## Set task
Reproduce the records from the line containing "Where can you find the clear" through the end of the records, substituting "cloudless" for "clear" and leaving everything else unchanged.

Items from a dataset:
╭──

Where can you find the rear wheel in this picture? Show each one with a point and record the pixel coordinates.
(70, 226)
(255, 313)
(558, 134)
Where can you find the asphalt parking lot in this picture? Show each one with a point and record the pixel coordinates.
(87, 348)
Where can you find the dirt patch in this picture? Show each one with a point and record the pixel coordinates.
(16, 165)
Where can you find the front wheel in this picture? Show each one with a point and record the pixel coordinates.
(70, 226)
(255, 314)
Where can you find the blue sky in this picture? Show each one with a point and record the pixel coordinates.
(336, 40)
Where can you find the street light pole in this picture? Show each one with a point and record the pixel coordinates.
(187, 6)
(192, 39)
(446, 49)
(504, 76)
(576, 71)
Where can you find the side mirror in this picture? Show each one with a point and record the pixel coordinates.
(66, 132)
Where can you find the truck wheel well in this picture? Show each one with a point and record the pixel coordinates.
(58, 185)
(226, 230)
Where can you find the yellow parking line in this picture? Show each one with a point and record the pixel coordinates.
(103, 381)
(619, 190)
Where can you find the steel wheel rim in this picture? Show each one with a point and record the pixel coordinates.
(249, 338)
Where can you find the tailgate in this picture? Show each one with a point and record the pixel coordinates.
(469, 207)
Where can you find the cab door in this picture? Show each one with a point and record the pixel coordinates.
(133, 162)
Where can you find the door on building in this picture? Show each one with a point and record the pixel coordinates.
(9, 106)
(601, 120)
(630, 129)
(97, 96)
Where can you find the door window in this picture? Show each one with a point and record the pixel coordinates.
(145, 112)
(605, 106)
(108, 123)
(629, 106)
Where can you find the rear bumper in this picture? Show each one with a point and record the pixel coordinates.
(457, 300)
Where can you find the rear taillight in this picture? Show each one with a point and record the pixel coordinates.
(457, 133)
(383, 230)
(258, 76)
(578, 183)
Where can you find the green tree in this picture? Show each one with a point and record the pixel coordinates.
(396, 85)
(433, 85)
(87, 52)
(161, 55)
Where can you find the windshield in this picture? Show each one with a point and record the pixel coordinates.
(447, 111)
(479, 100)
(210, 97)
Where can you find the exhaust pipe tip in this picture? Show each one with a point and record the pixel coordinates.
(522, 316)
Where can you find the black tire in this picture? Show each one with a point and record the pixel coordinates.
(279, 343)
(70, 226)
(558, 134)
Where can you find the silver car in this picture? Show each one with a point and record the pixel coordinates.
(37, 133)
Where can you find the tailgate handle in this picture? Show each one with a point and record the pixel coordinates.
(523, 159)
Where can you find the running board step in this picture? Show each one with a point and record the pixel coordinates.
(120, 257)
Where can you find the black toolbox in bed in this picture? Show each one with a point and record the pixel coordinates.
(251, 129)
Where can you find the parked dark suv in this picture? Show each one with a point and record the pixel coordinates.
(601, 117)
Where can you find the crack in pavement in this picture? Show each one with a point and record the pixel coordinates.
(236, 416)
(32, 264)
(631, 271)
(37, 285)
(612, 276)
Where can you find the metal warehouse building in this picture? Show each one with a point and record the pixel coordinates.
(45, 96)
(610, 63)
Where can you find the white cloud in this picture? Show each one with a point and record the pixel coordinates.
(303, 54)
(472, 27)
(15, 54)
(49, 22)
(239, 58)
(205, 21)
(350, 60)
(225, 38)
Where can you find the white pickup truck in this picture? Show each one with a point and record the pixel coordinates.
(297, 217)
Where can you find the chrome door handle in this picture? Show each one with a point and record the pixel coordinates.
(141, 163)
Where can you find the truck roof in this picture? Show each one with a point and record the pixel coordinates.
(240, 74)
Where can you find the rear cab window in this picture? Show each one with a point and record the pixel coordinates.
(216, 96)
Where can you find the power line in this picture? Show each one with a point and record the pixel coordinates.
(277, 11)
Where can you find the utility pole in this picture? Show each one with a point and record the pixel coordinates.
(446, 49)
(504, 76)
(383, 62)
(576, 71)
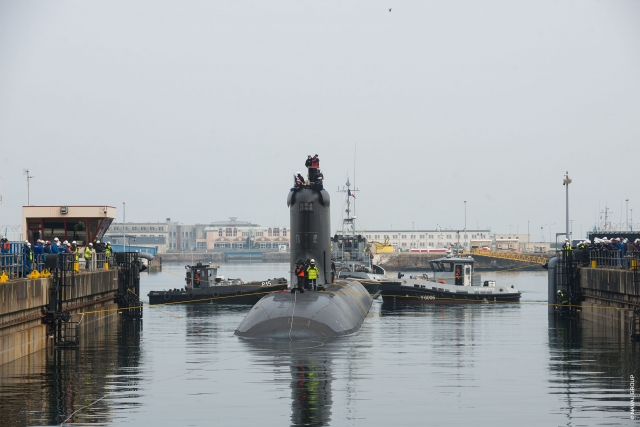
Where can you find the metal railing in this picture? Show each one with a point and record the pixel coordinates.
(534, 259)
(614, 258)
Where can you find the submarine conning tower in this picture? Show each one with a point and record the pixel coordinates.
(310, 230)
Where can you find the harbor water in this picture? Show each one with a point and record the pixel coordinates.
(465, 364)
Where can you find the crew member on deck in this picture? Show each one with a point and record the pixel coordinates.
(307, 164)
(300, 279)
(313, 170)
(312, 275)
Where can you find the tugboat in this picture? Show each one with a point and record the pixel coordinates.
(204, 285)
(352, 255)
(452, 281)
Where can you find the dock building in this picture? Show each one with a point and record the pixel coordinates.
(405, 240)
(171, 236)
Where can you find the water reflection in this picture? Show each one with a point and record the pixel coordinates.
(590, 368)
(310, 369)
(49, 386)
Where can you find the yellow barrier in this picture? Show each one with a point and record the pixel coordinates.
(511, 256)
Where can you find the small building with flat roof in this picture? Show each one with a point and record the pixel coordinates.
(83, 224)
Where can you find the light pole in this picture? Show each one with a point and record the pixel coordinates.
(26, 172)
(566, 181)
(465, 225)
(627, 212)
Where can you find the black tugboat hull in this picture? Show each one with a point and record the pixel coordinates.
(225, 294)
(404, 295)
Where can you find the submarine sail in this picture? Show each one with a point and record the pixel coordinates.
(331, 309)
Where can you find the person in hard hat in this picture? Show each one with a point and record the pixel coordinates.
(108, 251)
(300, 277)
(73, 249)
(27, 258)
(5, 250)
(567, 249)
(312, 275)
(88, 255)
(54, 246)
(38, 254)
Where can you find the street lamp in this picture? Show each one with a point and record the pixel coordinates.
(465, 225)
(566, 181)
(26, 172)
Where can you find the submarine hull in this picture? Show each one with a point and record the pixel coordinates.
(337, 311)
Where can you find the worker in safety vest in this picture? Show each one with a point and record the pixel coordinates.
(300, 279)
(5, 250)
(28, 258)
(88, 254)
(74, 250)
(567, 249)
(312, 274)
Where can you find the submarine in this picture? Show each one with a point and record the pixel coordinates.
(336, 308)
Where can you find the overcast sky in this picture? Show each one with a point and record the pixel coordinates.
(201, 110)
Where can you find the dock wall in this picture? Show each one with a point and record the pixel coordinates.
(610, 297)
(23, 302)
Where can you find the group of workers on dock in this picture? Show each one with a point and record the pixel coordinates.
(606, 252)
(314, 175)
(36, 256)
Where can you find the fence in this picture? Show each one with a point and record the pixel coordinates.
(15, 263)
(613, 259)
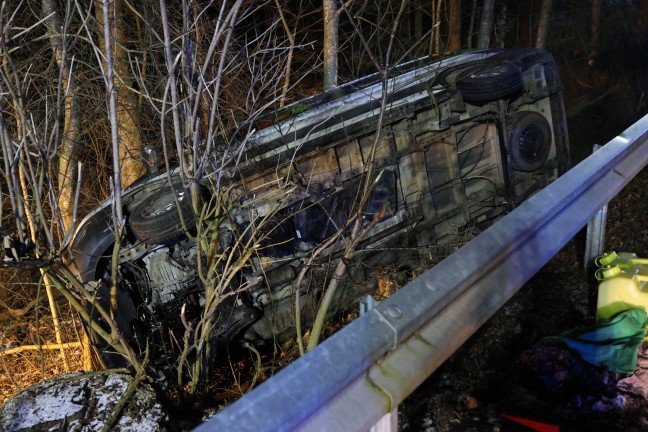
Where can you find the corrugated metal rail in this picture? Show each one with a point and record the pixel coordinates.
(359, 374)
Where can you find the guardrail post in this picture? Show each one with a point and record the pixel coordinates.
(595, 240)
(388, 422)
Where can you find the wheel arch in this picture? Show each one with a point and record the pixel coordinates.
(91, 242)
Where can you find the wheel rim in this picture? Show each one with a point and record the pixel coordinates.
(531, 144)
(163, 204)
(489, 72)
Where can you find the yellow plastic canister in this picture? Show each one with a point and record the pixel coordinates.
(623, 284)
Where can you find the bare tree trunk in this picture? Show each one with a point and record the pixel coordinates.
(543, 25)
(331, 20)
(471, 26)
(454, 34)
(130, 141)
(486, 25)
(437, 28)
(418, 20)
(641, 20)
(595, 28)
(71, 114)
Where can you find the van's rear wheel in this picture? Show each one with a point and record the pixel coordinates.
(158, 218)
(489, 81)
(529, 140)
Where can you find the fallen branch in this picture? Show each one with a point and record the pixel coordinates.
(22, 348)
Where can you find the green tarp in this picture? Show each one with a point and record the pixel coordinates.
(611, 344)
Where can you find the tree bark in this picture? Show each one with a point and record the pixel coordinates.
(595, 28)
(486, 24)
(454, 34)
(130, 141)
(543, 25)
(69, 101)
(331, 20)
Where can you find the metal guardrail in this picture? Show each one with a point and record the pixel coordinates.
(352, 379)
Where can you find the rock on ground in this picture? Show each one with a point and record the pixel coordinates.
(82, 402)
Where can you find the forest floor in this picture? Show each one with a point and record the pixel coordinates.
(506, 367)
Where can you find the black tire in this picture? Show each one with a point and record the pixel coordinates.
(490, 81)
(529, 140)
(157, 219)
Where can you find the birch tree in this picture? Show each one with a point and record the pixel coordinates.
(129, 137)
(543, 24)
(486, 24)
(331, 15)
(454, 32)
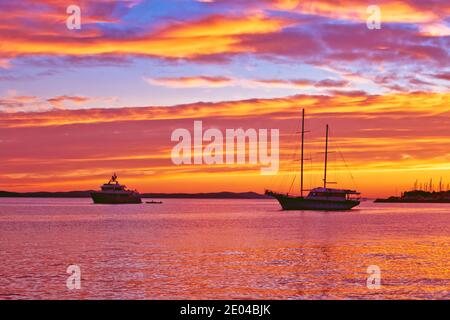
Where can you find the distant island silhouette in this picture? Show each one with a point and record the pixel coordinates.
(87, 194)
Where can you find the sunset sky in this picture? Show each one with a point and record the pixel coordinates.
(78, 105)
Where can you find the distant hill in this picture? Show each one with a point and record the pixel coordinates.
(87, 194)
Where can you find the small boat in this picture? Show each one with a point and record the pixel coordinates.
(321, 198)
(115, 193)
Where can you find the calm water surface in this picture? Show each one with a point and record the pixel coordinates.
(221, 249)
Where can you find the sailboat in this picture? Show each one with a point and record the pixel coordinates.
(320, 198)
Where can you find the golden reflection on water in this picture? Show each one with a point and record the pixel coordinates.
(221, 249)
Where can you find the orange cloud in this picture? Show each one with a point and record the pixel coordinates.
(378, 135)
(212, 35)
(189, 82)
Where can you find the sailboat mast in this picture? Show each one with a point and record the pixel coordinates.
(301, 161)
(326, 161)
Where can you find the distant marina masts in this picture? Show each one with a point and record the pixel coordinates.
(430, 186)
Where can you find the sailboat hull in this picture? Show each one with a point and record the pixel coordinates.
(299, 203)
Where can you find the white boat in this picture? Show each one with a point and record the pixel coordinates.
(321, 198)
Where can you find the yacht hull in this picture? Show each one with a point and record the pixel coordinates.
(115, 198)
(299, 203)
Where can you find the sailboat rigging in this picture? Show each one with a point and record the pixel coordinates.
(321, 198)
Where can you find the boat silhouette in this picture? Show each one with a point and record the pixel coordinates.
(320, 198)
(113, 192)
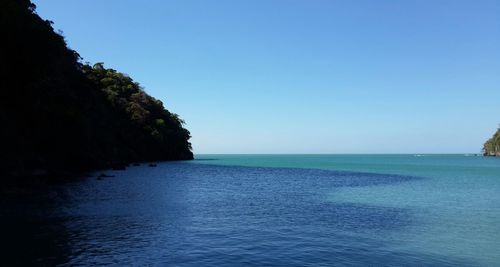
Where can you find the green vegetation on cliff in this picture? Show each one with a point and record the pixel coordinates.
(58, 114)
(492, 146)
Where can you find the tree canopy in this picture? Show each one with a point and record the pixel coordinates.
(492, 146)
(57, 113)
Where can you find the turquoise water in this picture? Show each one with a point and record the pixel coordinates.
(455, 208)
(265, 210)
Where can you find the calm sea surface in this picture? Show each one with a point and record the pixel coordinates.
(266, 210)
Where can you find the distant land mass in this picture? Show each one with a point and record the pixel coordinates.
(61, 116)
(492, 146)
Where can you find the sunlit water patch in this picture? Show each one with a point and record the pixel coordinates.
(189, 214)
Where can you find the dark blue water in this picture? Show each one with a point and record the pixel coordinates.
(185, 214)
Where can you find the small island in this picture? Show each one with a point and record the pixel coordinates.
(61, 117)
(492, 146)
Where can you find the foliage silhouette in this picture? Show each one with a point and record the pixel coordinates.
(59, 115)
(492, 146)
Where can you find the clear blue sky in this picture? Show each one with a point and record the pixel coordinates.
(264, 76)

╰──

## Task solution
Where can you find the cloudless blue sky in this picture? Show each one with a point and record the pixel coordinates.
(264, 76)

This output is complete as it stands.